> _What you are asked to do_
Would you quote the material below in full and unchanged?
○ ○ ○ ○ ○
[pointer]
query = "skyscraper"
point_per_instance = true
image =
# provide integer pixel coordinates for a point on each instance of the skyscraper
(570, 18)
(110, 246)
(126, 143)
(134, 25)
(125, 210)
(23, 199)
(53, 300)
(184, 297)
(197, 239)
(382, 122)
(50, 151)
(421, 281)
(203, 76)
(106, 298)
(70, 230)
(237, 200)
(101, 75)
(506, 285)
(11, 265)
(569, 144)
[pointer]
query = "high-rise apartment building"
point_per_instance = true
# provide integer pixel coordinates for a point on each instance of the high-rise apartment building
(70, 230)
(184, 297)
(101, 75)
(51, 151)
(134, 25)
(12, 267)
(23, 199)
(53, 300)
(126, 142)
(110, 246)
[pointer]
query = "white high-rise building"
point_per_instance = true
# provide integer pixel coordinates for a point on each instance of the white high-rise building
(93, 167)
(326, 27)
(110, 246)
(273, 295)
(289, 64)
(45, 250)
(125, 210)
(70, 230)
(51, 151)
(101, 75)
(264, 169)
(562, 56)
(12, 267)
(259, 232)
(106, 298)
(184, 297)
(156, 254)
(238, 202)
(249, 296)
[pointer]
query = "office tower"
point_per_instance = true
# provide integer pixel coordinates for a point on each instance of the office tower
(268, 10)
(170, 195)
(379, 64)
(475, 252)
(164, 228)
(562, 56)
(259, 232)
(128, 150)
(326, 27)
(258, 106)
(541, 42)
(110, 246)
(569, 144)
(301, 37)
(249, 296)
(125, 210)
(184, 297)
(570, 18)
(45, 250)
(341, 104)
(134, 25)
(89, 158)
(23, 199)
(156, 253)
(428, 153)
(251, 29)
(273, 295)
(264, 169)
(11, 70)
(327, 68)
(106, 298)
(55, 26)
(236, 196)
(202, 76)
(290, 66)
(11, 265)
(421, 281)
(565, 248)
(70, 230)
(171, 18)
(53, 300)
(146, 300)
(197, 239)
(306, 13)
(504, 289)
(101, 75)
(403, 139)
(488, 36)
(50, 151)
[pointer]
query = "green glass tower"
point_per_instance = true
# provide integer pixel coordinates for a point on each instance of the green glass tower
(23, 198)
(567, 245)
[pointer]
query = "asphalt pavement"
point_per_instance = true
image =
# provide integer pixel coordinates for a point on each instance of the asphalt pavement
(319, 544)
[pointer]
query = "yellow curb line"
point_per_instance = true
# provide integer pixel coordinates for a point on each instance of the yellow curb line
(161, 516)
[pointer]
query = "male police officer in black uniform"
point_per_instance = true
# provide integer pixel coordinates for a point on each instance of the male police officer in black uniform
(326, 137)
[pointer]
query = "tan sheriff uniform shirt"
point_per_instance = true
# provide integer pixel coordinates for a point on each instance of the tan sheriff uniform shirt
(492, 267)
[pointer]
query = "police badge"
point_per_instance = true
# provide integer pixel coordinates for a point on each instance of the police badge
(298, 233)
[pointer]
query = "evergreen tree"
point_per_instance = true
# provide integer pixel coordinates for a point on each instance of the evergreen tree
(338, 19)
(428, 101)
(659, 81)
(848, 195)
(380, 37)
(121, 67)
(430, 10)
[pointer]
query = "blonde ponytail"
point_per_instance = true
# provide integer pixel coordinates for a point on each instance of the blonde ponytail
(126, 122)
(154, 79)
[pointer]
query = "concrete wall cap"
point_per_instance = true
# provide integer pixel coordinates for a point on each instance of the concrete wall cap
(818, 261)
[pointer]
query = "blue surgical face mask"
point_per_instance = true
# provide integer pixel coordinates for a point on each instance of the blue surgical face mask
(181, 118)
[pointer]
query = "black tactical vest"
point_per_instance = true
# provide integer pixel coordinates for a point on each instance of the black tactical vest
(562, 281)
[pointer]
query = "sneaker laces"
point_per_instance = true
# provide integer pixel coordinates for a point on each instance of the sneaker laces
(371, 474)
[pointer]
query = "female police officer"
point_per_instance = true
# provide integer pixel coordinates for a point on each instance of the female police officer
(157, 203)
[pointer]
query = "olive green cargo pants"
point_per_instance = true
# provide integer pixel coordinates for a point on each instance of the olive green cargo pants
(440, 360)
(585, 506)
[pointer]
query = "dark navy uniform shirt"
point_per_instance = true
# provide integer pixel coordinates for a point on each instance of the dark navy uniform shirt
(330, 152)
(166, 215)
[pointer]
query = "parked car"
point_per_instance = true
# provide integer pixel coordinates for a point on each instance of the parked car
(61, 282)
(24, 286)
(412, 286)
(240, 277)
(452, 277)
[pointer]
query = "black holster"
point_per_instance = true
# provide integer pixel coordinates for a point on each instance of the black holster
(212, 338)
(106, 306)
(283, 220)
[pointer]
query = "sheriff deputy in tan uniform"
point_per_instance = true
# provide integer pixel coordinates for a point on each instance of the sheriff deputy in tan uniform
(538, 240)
○ ○ ○ ○ ○
> _Task solution_
[pointer]
query = "skyscraper"
point_per_instance = true
image =
# provide integer pixel coordinates for a point on each instance of the skyscraper
(570, 18)
(110, 246)
(126, 143)
(134, 25)
(125, 210)
(23, 199)
(53, 300)
(184, 297)
(197, 239)
(382, 122)
(50, 151)
(421, 281)
(203, 76)
(106, 298)
(70, 230)
(237, 200)
(101, 75)
(506, 285)
(11, 265)
(569, 144)
[pointer]
query = "high-rise apartment building"
point_per_instance = true
# provide integer pixel coordinates for a point on each instance of the high-rise apartment building
(70, 230)
(184, 297)
(101, 75)
(51, 151)
(134, 25)
(12, 267)
(23, 199)
(53, 300)
(126, 142)
(110, 246)
[pointer]
query = "white high-rise building"
point_per_instance = true
# provide integer pixel coordinates for a point on each instance of the white high-rise building
(93, 167)
(326, 27)
(110, 246)
(273, 295)
(289, 64)
(45, 250)
(125, 210)
(70, 230)
(51, 151)
(101, 75)
(264, 169)
(562, 56)
(12, 267)
(259, 232)
(106, 298)
(184, 297)
(156, 254)
(238, 202)
(249, 296)
[pointer]
query = "office tower"
point_per_instance = true
# provide integer pixel coordinates for a point on each instance of the office tower
(268, 10)
(170, 195)
(379, 64)
(475, 252)
(164, 228)
(562, 56)
(259, 232)
(128, 150)
(326, 27)
(258, 106)
(541, 42)
(110, 246)
(569, 144)
(301, 37)
(249, 296)
(125, 210)
(184, 297)
(570, 18)
(45, 250)
(341, 104)
(134, 25)
(89, 158)
(23, 199)
(156, 253)
(428, 153)
(251, 29)
(273, 295)
(264, 169)
(11, 70)
(327, 68)
(106, 298)
(55, 26)
(236, 196)
(202, 76)
(290, 66)
(11, 265)
(421, 281)
(565, 248)
(70, 230)
(171, 18)
(53, 300)
(146, 300)
(197, 239)
(306, 13)
(504, 289)
(101, 75)
(403, 139)
(488, 36)
(50, 151)
[pointer]
query = "green glass tower"
point_per_instance = true
# provide integer pixel coordinates for a point on each instance of the green glass tower
(23, 198)
(567, 245)
[pointer]
query = "asphalt pavement"
point_per_instance = true
image =
# provide integer pixel coordinates for a point on each instance of the asphalt pavement
(319, 544)
[pointer]
query = "yellow curb line"
point_per_instance = true
# provide integer pixel coordinates for a point on each instance of the yellow curb line
(161, 516)
[pointer]
query = "male police officer in black uniform"
point_per_instance = true
# provide integer pixel coordinates for a point on each instance of the male police officer in black uniform
(326, 137)
[pointer]
query = "tan sheriff uniform shirt"
point_per_instance = true
# provide integer pixel coordinates for a point on each instance of the tan sheriff uniform shirt
(492, 267)
[pointer]
query = "police badge"
point_per_instance = true
# provide integer pixel coordinates for a point on each instance of the police badge
(298, 233)
[pointer]
query = "evergreen tree"
point_per_instance = true
# provide integer pixel coordinates for a point on each instance of the evergreen tree
(338, 19)
(428, 101)
(659, 81)
(848, 195)
(380, 37)
(121, 67)
(430, 10)
[pointer]
query = "blonde ponytail"
point_per_instance = true
# provide integer pixel coordinates for a point on each instance of the blonde ponytail
(126, 122)
(154, 79)
[pointer]
query = "concrete wall cap"
point_per_instance = true
# provide integer pixel coordinates for a point on each instance of the concrete wall cap
(818, 261)
[pointer]
query = "blue surgical face mask"
point_per_instance = true
# provide integer pixel coordinates for a point on each instance of the blue surgical face mask
(181, 118)
[pointer]
query = "black tactical vest"
point_per_instance = true
# provide integer pixel coordinates for a point on each instance of the black tactical vest
(562, 281)
[pointer]
query = "sneaker laces"
point_per_instance = true
# provide integer pixel coordinates for a point on each instance of the sneaker laces
(371, 474)
[pointer]
query = "female police officer"
point_per_instance = true
# provide integer pixel coordinates for a point on each instance of the female police officer
(157, 203)
[pointer]
query = "olive green cargo pants"
point_per_instance = true
# provide integer pixel coordinates for a point on each instance of the olive green cargo pants
(440, 360)
(585, 506)
[pointer]
query = "dark navy uniform shirt"
point_per_instance = true
# provide integer pixel coordinates for a point on each instance of the dark navy uniform shirt
(330, 152)
(166, 215)
[pointer]
query = "parked car"
point_per_instance = true
# provide integer pixel coordinates for a point on each instance of the parked car
(61, 282)
(24, 286)
(412, 286)
(240, 277)
(452, 277)
[pointer]
query = "black holster"
point_per_instance = true
# provide integer pixel coordinates for a point on each instance of the black holster
(212, 338)
(106, 306)
(283, 220)
[pointer]
query = "sheriff deputy in tan uniform"
point_per_instance = true
# provide integer pixel coordinates for a point on each instance of the sheriff deputy in tan uniform
(538, 240)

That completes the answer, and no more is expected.